TEXT FOR ANALYSIS —
▼
Originally published at: https://appletalk.com.au/2019/02/tuesday-morning-news120219/
Additional details of Apple’s proposed retail location in Melbourne’s Federation Square have been posted online. You’ll remember that the original Pizza Hut-style pagoda drew criticism from pretty much everyone for not being in theme with other Federation Square architecture. While the new design is much more modern and incorporates double-story sliding glass panes across its four storeys, there’s also a reduced footprint to allow for more public space and foot traffic.
A report from 9to5Mac says Apple has been pushing for iPhone upgrades over repairs at many of its Retail locations. Anecdotally, this kind of push from in-store sales consultants isn’t typical of Apple Stores, which generally feel less like a place that exist just to push products. We’ll probably never know if this is just some kind of push-shove reaction from Apple leadership as a response to iPhone battery replacements cannibalising new iPhone sales, but that’s certainly what it feels like.
9to5Mac also has ideas on how to fix the biggest problem with Apple Retail Stores, which has to do with over-crowding basically all the time, although it’s particularly bad after new product releases. More customers in-store isn’t normally a bad thing, but the way this affects the overall customer in-store experience is, at least for Apple. Even booking appointments can be difficult unless you’re lining up outside before opening, or jump online as soon as they’re available.
Over in the US, Apple has announced that it will be bringing its Health Records feature to all US veterans. Working with the US Department of Veteran Affairs, American vets will be able to "securely view their aggregated health records directly in the Health app on their iPhone". Although there are certain caveats about medical records from participating institutions, the idea of a secure, central location for medical history is compelling if it’s done well.
Across the pond, Apple is now selling refurbished models of the 2018 MacBook Air and Mac mini in Europe. No such luck on the Apple Australian refurbished store, and even in America the purchase button on refurb 2018 MacBook Airs doesn’t work yet.
The Italian authority on marketing and advertising issues has a long and very Italian name, but they have previously ruled that Apple was guilty of prompting users to update software on iPhones without acknowledging that it would affect performance. Apple’s Italian website now displays a notice stating this fact, which affected iPhone 6 and 6S devices when they upgrade to iOS 10.2.1 and later, with no way (at the time) to restore performance.
While it’s only a concept, a quick render video shows off an iPhone SE successor with all-glass back and notch, but is otherwise faithful to the smaller form factor including an aluminium with chamfered edges.
There’s not much to go on just yet, but all signs point to an updated iPod touch being released, perhaps sometime this year. The upcoming 7th generation iPod touch is rumoured to include improved hardware and internals, a better camera, and even the possibility of a larger screen size. Given the extraordinary pricing of iPhones these days, perhaps it’s time for the iPod touch to make a comeback as a kid-friendly intro to the iPhone.
There’s also a good chance we’ll see an updated iPad mini this year, and the story for this one is much the same as it is for the iPod touch. Same physical dimensions as the current fourth-generation iPad mini, but upgraded internals to support future iOS versions. Apple Pencil support is probably off the table, although I’m always willing to be surprised.
A story from Bloomberg tells us about what it’s like to work at an Apple "Black Site", the term used to describe a satellite office where employees work on secretive projects that mean they aren’t allowed to call for an Uber outside, and work with the constant threat of termination of employment due to their contracting nature. One can only imagine what these employees are up to, separated by several blocks from the prying eyes of employees located at the main Apple campus.
▲
WHAT THE TASK REQUIRES —
Reproduce the Apple news roundup word for word, beginning at the words "Across the pond, Apple" and stopping after "doesn’t work yet.".

INFORMATION GIVEN —
▼
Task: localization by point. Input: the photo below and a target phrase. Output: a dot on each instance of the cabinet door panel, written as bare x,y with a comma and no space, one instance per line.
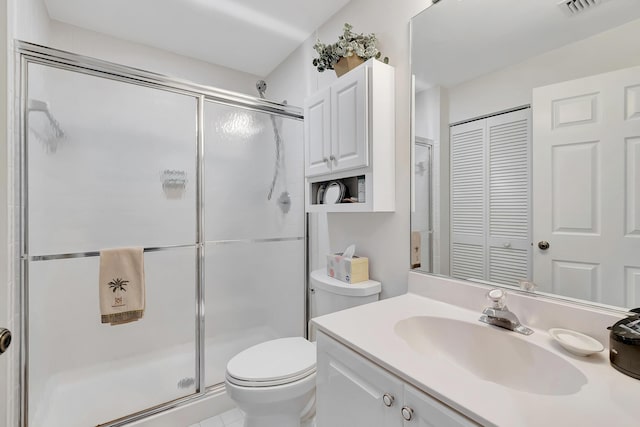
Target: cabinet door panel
428,412
317,127
349,121
350,390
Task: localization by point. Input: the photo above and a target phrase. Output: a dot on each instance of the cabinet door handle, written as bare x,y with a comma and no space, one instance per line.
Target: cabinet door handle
407,413
387,399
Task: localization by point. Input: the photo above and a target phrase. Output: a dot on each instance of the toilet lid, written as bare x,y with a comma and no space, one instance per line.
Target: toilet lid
273,362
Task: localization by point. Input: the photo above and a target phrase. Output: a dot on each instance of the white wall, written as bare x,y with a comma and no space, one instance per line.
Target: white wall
512,86
383,237
34,25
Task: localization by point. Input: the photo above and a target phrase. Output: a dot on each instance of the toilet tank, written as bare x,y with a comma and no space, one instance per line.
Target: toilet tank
329,295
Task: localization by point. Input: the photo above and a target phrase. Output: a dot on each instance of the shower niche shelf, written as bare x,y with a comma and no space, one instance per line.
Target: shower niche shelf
350,139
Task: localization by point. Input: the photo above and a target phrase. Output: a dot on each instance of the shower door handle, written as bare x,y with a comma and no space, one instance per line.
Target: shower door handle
5,339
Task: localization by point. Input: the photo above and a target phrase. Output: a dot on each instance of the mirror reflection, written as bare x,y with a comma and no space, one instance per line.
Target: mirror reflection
526,151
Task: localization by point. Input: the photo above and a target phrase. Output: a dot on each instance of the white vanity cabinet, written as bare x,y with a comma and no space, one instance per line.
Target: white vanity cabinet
354,392
350,136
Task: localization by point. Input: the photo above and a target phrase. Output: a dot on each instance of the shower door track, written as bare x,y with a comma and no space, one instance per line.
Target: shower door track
26,53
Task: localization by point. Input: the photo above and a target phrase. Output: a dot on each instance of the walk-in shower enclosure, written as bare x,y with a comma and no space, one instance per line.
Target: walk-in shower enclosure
110,156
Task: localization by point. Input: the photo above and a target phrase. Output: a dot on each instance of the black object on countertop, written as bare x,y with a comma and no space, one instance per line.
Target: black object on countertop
624,344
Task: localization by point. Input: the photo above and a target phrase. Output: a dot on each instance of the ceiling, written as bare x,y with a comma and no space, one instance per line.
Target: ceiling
253,36
455,41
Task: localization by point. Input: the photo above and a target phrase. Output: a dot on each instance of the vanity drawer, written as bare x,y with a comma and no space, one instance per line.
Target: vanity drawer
429,412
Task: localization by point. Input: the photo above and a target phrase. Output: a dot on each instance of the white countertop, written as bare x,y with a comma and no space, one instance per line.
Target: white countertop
608,397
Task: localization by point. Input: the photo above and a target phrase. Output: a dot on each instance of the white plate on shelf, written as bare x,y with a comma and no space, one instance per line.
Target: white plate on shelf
334,193
575,342
320,195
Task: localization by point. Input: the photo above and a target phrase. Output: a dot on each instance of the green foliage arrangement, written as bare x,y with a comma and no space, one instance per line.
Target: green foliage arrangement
348,44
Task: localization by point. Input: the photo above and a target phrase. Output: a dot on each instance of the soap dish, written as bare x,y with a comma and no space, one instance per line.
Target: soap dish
575,342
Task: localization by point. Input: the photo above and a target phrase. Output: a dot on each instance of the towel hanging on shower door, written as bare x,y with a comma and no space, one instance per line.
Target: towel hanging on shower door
122,287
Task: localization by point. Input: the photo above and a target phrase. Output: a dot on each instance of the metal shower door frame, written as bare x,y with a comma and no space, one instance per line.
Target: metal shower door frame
29,53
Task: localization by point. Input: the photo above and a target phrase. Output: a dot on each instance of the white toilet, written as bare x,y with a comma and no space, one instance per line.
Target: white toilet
273,383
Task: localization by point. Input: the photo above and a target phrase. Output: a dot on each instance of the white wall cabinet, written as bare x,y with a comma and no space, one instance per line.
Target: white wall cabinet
354,392
350,134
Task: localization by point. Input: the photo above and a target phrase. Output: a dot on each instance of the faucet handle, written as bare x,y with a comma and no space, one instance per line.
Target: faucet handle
497,298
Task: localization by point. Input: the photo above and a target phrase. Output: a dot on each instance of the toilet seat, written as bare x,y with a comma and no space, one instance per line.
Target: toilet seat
272,363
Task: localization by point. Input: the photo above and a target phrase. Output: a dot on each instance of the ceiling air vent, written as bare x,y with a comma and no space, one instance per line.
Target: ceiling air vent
575,7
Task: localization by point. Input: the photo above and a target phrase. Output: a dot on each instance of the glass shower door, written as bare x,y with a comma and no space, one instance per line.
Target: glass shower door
109,164
254,247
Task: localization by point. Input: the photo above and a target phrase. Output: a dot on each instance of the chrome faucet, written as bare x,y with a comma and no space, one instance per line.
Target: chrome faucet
500,315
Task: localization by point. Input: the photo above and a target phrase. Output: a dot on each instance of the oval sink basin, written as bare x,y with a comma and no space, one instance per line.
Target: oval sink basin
492,354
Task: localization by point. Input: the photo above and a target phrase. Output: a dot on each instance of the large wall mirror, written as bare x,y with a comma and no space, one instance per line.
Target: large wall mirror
526,154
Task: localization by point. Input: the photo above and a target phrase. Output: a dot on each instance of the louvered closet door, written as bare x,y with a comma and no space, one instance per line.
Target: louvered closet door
509,192
468,200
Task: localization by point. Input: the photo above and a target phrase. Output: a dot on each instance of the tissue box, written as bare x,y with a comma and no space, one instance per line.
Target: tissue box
349,270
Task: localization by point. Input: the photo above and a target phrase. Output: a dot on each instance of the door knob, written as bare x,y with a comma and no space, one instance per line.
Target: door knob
387,399
5,339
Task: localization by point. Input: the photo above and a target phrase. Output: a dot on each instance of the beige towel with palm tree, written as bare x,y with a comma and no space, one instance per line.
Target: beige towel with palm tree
122,295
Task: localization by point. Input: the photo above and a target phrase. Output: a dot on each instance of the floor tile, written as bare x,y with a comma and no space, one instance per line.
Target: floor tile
231,416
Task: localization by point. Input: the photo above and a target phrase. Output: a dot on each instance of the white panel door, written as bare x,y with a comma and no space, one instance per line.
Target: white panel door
350,390
586,187
317,130
468,200
349,109
508,198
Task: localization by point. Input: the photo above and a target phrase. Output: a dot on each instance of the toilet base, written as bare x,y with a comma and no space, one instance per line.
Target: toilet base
272,421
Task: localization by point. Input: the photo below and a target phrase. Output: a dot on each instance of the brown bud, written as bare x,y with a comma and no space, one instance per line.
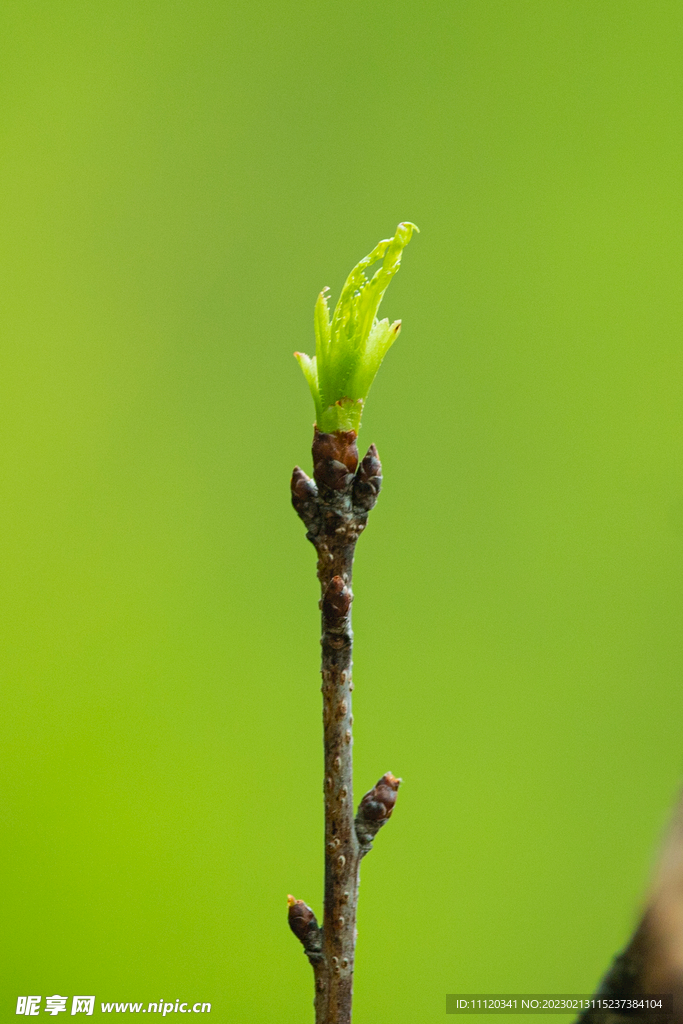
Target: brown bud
368,482
375,809
304,498
337,600
301,920
335,459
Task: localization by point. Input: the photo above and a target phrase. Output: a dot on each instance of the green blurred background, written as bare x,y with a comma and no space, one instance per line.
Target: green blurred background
178,181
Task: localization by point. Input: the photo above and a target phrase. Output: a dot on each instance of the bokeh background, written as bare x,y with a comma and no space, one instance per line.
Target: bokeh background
178,181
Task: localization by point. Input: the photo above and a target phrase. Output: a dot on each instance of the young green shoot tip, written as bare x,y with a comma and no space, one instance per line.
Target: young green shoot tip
349,348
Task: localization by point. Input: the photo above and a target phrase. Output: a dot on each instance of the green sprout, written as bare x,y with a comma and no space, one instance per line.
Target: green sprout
350,348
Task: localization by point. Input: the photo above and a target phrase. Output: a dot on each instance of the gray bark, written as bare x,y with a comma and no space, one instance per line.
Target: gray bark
334,508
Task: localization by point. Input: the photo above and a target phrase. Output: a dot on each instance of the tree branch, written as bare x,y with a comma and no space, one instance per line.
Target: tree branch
652,962
334,508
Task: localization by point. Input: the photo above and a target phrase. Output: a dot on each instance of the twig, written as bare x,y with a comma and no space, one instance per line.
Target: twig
334,508
651,965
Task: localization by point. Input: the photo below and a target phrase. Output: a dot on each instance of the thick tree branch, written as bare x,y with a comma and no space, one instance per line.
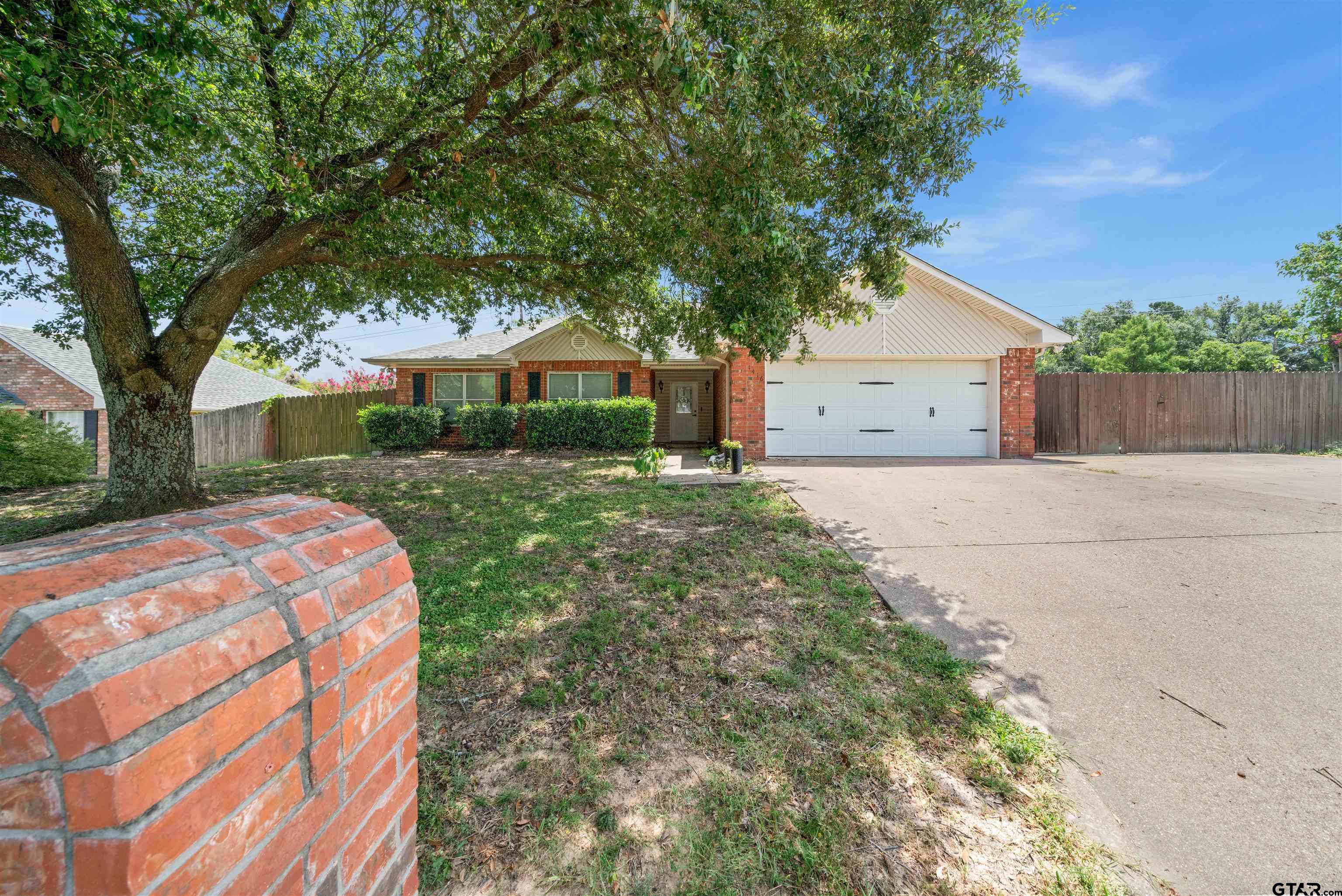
▲
TASK RESPONSE —
Across the pond, Apple is now selling refurbished models of the 2018 MacBook Air and Mac mini in Europe. No such luck on the Apple Australian refurbished store, and even in America the purchase button on refurb 2018 MacBook Airs doesn’t work yet.